Please repeat, from the entries that follow, the lines from the one containing "and grey seagull" through the one containing "white breast and" exactly, adding nothing.

--- Raw data ---

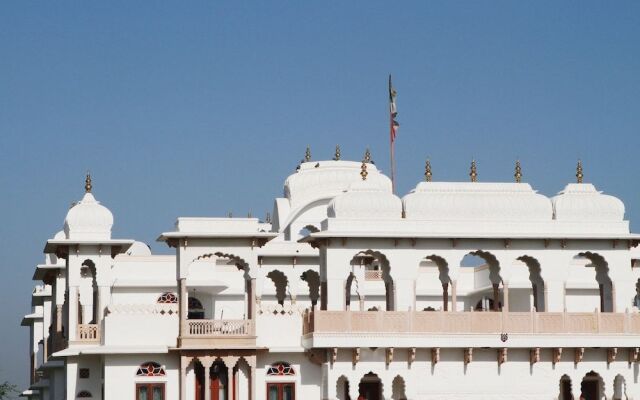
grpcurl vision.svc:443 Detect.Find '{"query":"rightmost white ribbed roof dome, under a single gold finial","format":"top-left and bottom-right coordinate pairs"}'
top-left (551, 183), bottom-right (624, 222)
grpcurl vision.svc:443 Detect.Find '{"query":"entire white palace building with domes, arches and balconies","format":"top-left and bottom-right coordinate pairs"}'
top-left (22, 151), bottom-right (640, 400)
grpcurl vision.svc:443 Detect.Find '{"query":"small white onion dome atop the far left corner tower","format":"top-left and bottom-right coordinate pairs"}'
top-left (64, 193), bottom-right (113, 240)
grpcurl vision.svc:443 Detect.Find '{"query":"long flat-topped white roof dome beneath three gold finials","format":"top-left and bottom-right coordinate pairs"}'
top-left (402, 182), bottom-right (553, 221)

---
--- Raw data ---

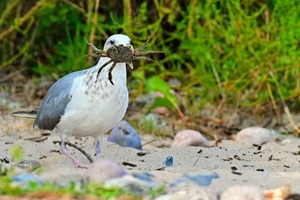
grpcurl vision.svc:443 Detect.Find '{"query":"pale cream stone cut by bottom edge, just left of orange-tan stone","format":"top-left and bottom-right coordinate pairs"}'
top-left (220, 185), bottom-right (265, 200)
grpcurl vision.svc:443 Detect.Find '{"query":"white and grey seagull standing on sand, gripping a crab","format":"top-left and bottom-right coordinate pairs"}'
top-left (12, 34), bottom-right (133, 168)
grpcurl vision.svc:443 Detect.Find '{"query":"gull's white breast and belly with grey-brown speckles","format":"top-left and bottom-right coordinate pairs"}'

---
--- Raw data ---

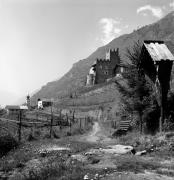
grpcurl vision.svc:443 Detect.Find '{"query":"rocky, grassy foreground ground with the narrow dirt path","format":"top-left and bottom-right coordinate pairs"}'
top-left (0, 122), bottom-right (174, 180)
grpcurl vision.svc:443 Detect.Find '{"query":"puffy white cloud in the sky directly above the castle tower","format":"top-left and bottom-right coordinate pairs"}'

---

## Exercise output
grpcurl vision.svc:443 Detect.Find '{"query":"white and grey seagull standing on sand, gripping a crab","format":"top-left and bottom-right coordinate pairs"}'
top-left (12, 34), bottom-right (133, 168)
grpcurl vision.svc:443 Detect.Find '{"query":"gull's white breast and belly with grey-brown speckles","format":"top-left and bottom-right coordinate pairs"}'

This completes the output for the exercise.